▸ Directions for this task:
Output the lines of the material below as a numbered list, leaving out blank lines.

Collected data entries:

* * * * * * * * *

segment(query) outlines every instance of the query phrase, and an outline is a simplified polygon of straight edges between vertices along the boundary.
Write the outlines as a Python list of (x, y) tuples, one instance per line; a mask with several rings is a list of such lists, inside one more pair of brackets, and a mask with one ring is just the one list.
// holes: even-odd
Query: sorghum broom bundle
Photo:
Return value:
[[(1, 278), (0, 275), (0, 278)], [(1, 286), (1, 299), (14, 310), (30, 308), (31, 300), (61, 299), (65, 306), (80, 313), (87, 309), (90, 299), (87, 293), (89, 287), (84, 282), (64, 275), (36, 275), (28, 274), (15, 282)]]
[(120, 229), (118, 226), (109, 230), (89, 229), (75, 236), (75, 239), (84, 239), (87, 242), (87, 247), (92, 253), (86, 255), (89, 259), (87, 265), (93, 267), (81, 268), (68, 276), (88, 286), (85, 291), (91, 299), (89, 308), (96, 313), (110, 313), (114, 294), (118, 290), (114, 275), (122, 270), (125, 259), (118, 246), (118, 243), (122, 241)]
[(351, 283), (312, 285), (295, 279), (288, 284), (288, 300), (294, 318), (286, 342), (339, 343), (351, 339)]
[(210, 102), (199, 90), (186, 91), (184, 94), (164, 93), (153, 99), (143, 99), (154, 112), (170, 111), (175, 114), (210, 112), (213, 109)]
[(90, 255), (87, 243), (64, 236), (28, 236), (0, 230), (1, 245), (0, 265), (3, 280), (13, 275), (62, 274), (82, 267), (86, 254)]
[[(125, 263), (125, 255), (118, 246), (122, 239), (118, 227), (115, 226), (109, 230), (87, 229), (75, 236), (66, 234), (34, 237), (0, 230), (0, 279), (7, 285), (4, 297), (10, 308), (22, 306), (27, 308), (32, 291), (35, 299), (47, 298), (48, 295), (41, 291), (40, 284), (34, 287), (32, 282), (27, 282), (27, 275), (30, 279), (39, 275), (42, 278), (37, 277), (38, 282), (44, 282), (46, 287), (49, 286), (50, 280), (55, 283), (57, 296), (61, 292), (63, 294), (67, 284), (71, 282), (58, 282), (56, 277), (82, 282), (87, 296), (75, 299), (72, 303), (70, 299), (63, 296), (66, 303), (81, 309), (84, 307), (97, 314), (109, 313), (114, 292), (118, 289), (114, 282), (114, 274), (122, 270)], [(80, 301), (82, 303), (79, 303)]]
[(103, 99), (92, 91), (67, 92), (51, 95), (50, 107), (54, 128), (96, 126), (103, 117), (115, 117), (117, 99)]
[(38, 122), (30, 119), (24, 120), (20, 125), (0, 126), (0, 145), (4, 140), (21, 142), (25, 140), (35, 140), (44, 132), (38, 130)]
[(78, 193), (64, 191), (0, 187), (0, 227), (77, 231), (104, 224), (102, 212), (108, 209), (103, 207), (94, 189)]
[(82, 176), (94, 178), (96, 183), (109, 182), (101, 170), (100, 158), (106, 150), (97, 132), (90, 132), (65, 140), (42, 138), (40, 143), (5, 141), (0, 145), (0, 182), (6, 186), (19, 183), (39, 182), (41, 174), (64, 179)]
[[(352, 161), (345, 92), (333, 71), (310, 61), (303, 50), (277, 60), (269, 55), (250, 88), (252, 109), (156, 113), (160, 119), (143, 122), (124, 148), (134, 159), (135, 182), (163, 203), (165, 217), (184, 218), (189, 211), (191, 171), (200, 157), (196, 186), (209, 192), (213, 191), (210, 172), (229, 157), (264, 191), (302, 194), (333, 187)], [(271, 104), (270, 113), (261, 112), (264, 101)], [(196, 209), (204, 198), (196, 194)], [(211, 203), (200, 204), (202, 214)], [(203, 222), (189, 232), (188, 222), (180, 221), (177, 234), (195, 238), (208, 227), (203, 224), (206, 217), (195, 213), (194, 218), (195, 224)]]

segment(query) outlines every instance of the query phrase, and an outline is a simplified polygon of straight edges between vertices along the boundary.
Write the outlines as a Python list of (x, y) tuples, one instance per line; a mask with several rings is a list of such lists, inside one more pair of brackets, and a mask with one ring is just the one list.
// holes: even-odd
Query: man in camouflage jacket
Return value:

* * * * * * * * *

▸ Written reply:
1. segment(query) outlines every instance of the query phrase, and an outline is a simplified polygon of straight edges between vertices along the boundary.
2. Write the outlines as a Python list of (x, y) tuples, one instance per line; a mask with several rings is a list of such lists, inside one more pair of brackets, and a mask with one ring is just the one list.
3. // holes: even-odd
4. Query: sorghum broom bundle
5. Photo:
6. Return value:
7. [[(1, 278), (0, 275), (0, 278)], [(1, 286), (1, 299), (14, 310), (30, 308), (31, 300), (61, 299), (65, 306), (80, 313), (87, 309), (90, 299), (87, 293), (89, 287), (84, 282), (64, 275), (36, 275), (28, 274), (15, 282)]]
8. [(120, 229), (118, 226), (109, 230), (89, 229), (75, 236), (75, 239), (84, 239), (87, 242), (87, 247), (92, 253), (86, 255), (89, 259), (87, 265), (93, 267), (81, 268), (68, 276), (88, 286), (85, 291), (91, 299), (89, 308), (96, 313), (110, 313), (114, 294), (118, 290), (114, 275), (122, 270), (125, 259), (118, 246), (118, 243), (122, 241)]
9. [(351, 283), (312, 285), (295, 279), (288, 284), (288, 300), (294, 318), (286, 342), (339, 343), (351, 339)]
10. [(210, 102), (199, 90), (186, 91), (184, 94), (164, 93), (153, 99), (143, 99), (154, 112), (170, 111), (175, 114), (210, 112), (213, 109)]
11. [(90, 255), (87, 243), (64, 236), (28, 236), (0, 230), (1, 245), (0, 265), (3, 280), (13, 275), (62, 274), (82, 267), (86, 254)]
12. [[(125, 263), (125, 255), (118, 246), (122, 239), (118, 227), (115, 226), (109, 230), (87, 229), (75, 236), (66, 234), (34, 237), (0, 230), (0, 279), (7, 285), (4, 297), (10, 308), (22, 306), (27, 308), (32, 291), (35, 299), (47, 298), (48, 295), (41, 291), (40, 284), (34, 287), (32, 282), (27, 282), (27, 275), (30, 279), (39, 275), (42, 278), (37, 277), (38, 282), (44, 282), (46, 287), (49, 286), (50, 280), (55, 283), (57, 296), (61, 292), (63, 294), (67, 284), (71, 282), (58, 282), (56, 277), (82, 282), (87, 296), (75, 299), (72, 303), (70, 299), (63, 296), (66, 303), (81, 309), (84, 307), (97, 314), (109, 313), (114, 292), (118, 289), (114, 282), (114, 274), (122, 270)], [(80, 301), (82, 303), (79, 303)]]
13. [(103, 99), (92, 91), (67, 92), (51, 95), (50, 107), (54, 128), (96, 126), (103, 117), (115, 117), (117, 99)]
14. [(38, 122), (30, 119), (24, 120), (20, 125), (0, 126), (0, 145), (4, 140), (21, 142), (25, 140), (35, 140), (44, 132), (38, 130)]
15. [(78, 193), (64, 191), (0, 187), (0, 227), (77, 231), (104, 224), (102, 212), (108, 209), (103, 207), (94, 189)]
16. [(82, 176), (94, 178), (96, 183), (109, 182), (101, 170), (100, 158), (106, 150), (97, 132), (90, 132), (65, 140), (42, 138), (40, 143), (5, 141), (0, 145), (0, 182), (6, 186), (19, 183), (39, 182), (41, 174), (64, 179)]
17. [[(352, 161), (345, 92), (333, 71), (310, 61), (303, 50), (277, 60), (269, 55), (250, 88), (252, 109), (156, 113), (160, 119), (143, 122), (124, 148), (134, 159), (135, 182), (163, 203), (165, 217), (184, 218), (189, 211), (191, 171), (200, 157), (196, 186), (209, 192), (213, 191), (210, 172), (229, 157), (264, 191), (302, 194), (333, 187)], [(271, 104), (270, 113), (261, 112), (264, 101)], [(196, 209), (204, 198), (196, 194)], [(211, 203), (200, 204), (202, 214)], [(203, 222), (189, 232), (188, 222), (180, 221), (177, 234), (195, 238), (208, 227), (203, 224), (206, 217), (195, 213), (194, 218), (195, 224)]]
18. segment(query) outlines every instance of the query phrase, and an outline is a simplified polygon of straight edges between vertices along the boundary.
19. Write the outlines as a Python list of (x, y) tuples, one instance per line; a mask with several rings is a list of such lists, inside one more pair of brackets, and a mask with one ring is just the one list.
20. // holes: even-odd
21. Query: man in camouflage jacket
22. Return value:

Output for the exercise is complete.